• _Письменное задание 1_: Дословно выведите из отрывка о поэзии текст от «Д.: И, в общем-то, грань» до «они не пишутся.».

• _Предложенный отрывок_:
━━━━━━

К.: Мы относимся к Адамовичу нормально. Адамович высказал страшно обаятельный тезис о невозможности поэзии, что поэзия невозможна. После того, как он сказал, что поэзия невозможна, очень понятно, откуда берутся три стихотворения в год Гандлевского. Три раза в году как-то так стали звезды, как они обычно не стоят, как-то так луч меж облаков, как там у Иванова, - раз, раз, раз – и вдруг стало возможно то, что обычно невозможно. Сто стихотворений в год идут, если учено выражаться, в иной парадигме. Да? Как ты скажешь? Поэзия возможна? Или все-таки поэзия невозможна? Поспоришь ли ты прямо с Адамовичем?
Д.: Да нет, я не поспорю.
К.: А ты поспорь, если хочется.
Д.: Я помню, что говорил Сергей Маркович на вечере недавнем у Асара Исаевича Эппеля. Он рассказывал как раз о том, как, собственно, происходит рождение стихотворения, что вот он идет - и внезапно останавливается, не знаю, время…
К.: И он вспоминает что-то, что было…
Д.: … и освещается… Нет, вот одно-единственное мгновение - и он понимает: что-то произошло. И потом как камертон… об этом он уже писал, да? Даже не говорил.
К.: Он писал и говорил.
Д.: Притягивается к пришедшему слову потом все стихотворение, слово им обрастает, не знаю, в общем, аналогия, наверное, как-то напрашивается - да? - с зарождением жизни. Вот и… ну вот как сказать… вот просто каждый человек, он устроен немножечко, может быть, с одной стороны одинаково, а с другой стороны - по-разному…
К.: Это точно совершенно.
Д.: И, в общем-то, грань между сознанием и бессознательным у всех в разной степени проницаема. У кого-то она чаще проницаема, у кого-то реже, вот Куллэ говорил о состоянии такой постоянной подключенности. Но я не знаю, как это у меня там…
К.: Георгий Иванов все время был в этом гуле, который предшествует стихотворению. Георгий Иванов в нем был постоянно последние тридцать лет жизни.
Д.: Это интересно, но мне это интересно уже как филологу. А я не думаю, что я постоянно нахожусь в этом состоянии, просто я различаю то состояние, в котором пишутся стихи, и то, в котором они не пишутся.
К.: То есть поэзия невозможна, но все-таки это правило, из которого довольно часто следуют какие-то исключения.
Д.: Ну да, просто у кого-то исключения бывают реже, а у кого-то чаще.

━━━━━━

• _Исходные записи_:
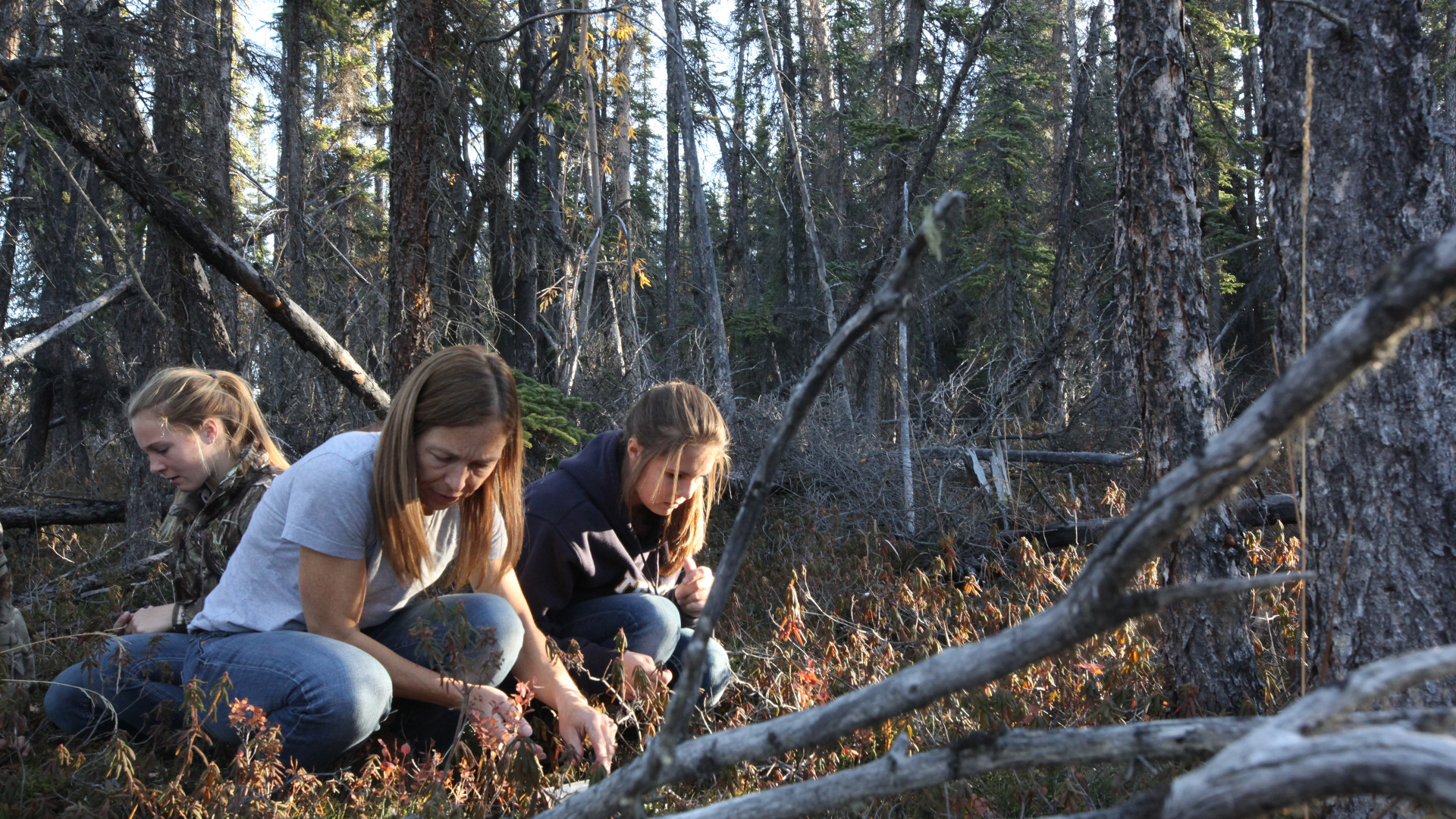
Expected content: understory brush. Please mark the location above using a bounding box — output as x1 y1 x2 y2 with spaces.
0 408 1301 819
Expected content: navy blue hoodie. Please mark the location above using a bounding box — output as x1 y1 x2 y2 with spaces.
516 430 695 678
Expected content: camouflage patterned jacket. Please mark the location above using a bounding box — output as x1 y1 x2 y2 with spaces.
157 447 281 631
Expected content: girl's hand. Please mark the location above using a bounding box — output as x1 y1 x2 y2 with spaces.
673 566 714 617
556 698 617 771
111 604 176 634
463 685 532 746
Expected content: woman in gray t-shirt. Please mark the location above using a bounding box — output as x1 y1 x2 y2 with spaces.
58 347 616 770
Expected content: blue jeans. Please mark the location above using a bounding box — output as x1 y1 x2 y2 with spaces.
46 595 524 770
557 592 733 708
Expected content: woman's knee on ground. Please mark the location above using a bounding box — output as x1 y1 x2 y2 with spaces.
670 628 733 708
46 634 185 735
410 593 526 686
622 593 682 664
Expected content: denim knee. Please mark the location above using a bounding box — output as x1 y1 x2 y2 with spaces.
616 593 682 664
668 628 733 708
184 631 393 770
454 593 526 686
46 634 188 735
364 593 526 686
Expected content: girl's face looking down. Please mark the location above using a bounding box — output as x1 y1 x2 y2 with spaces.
131 411 233 493
415 421 508 514
628 438 720 517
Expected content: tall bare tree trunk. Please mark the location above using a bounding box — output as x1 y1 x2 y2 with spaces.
663 0 734 419
1258 0 1456 816
389 0 444 386
282 0 310 309
663 55 682 376
1114 0 1263 711
1038 0 1102 430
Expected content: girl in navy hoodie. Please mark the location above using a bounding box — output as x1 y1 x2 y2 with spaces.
517 381 733 707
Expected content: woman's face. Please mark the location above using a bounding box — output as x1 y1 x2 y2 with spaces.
131 411 233 493
628 438 722 517
415 421 507 514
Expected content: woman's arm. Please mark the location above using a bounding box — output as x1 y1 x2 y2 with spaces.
299 547 532 737
470 561 617 770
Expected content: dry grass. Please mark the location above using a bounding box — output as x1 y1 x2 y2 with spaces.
0 410 1298 819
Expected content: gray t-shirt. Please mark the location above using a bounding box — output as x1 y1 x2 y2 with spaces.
190 433 505 631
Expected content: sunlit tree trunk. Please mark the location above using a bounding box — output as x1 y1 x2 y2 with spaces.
1114 0 1263 711
1258 0 1456 816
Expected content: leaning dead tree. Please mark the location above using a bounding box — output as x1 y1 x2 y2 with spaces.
544 217 1456 819
0 58 389 413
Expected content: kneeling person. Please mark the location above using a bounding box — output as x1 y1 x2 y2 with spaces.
519 381 733 707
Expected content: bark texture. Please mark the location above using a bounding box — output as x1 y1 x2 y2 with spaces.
1114 0 1261 713
1260 0 1456 758
389 0 444 386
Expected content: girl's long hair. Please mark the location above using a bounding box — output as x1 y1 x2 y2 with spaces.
374 345 524 586
127 367 288 469
622 381 730 574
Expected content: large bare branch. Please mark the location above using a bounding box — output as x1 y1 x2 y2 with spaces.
673 717 1266 819
0 495 127 529
0 60 389 413
1042 645 1456 819
549 225 1456 817
0 278 133 370
635 573 1312 819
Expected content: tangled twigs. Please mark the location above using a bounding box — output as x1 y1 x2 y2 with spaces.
1048 645 1456 819
551 223 1456 819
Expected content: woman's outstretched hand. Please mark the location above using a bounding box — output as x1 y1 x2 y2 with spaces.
111 604 176 634
464 685 532 748
556 695 617 771
673 566 714 617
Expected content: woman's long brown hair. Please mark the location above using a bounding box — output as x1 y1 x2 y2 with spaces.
374 345 524 586
622 381 730 574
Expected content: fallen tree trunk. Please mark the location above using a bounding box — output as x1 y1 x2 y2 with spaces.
541 204 1456 819
920 446 1138 466
0 500 127 529
0 278 133 364
1000 495 1299 549
0 58 389 416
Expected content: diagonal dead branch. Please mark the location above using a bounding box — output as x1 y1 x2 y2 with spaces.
0 278 134 370
549 224 1456 817
0 60 389 414
1042 645 1456 819
671 717 1266 819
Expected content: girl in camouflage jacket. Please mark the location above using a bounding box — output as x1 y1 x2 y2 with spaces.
46 367 288 733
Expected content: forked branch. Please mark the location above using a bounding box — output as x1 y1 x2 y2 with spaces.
549 224 1456 819
0 60 389 414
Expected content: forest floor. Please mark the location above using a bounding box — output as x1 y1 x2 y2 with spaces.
0 416 1299 819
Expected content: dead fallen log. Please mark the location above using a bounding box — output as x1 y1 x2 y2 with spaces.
920 446 1138 466
1000 495 1299 549
0 58 389 416
0 500 127 529
0 278 133 370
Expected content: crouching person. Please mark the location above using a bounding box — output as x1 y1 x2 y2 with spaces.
46 347 614 770
46 367 288 735
519 381 733 707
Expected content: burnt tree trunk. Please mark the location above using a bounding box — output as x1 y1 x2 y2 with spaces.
1258 0 1456 816
1114 0 1261 711
1038 3 1102 430
663 19 682 378
282 0 310 309
389 0 444 386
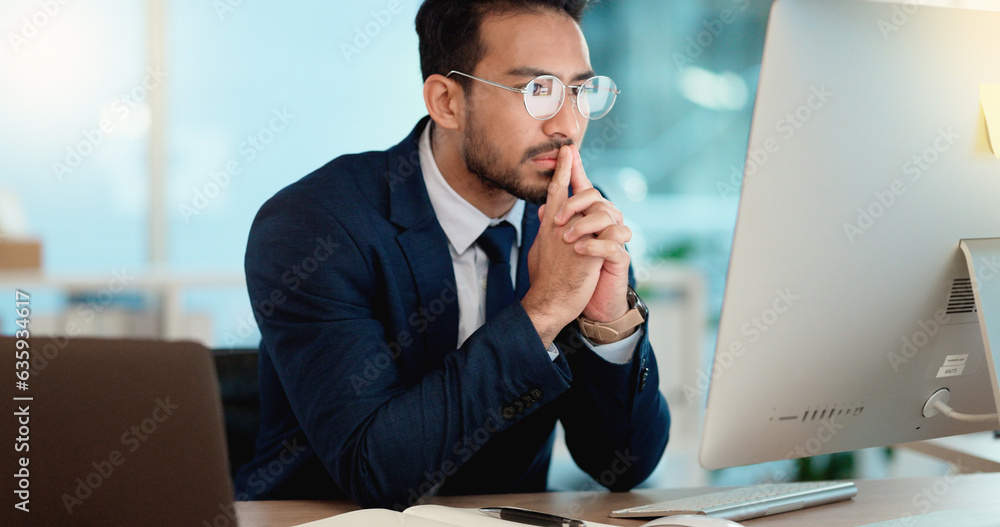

━━━━━━

• _Письменное задание 2_: Оформите в виде таблицы Markdown со столбцами «Номер» и «Содержание» только строки записей от строки с «Expected content: sunlit» до строки с «0 58 389 413» включительно, пропустив пустые строки.

• _Ответ на задание 1_:
Д.: И, в общем-то, грань между сознанием и бессознательным у всех в разной степени проницаема. У кого-то она чаще проницаема, у кого-то реже, вот Куллэ говорил о состоянии такой постоянной подключенности. Но я не знаю, как это у меня там…
К.: Георгий Иванов все время был в этом гуле, который предшествует стихотворению. Георгий Иванов в нем был постоянно последние тридцать лет жизни.
Д.: Это интересно, но мне это интересно уже как филологу. А я не думаю, что я постоянно нахожусь в этом состоянии, просто я различаю то состояние, в котором пишутся стихи, и то, в котором они не пишутся.

• _Ответ на задание 2_:
| Номер | Содержание |
|---|---|
| 1 | Expected content: sunlit tree trunk. Please mark the location above using a bounding box — output as x1 y1 x2 y2 with spaces. |
| 2 | 1114 0 1263 711 |
| 3 | 1258 0 1456 816 |
| 4 | Expected content: leaning dead tree. Please mark the location above using a bounding box — output as x1 y1 x2 y2 with spaces. |
| 5 | 544 217 1456 819 |
| 6 | 0 58 389 413 |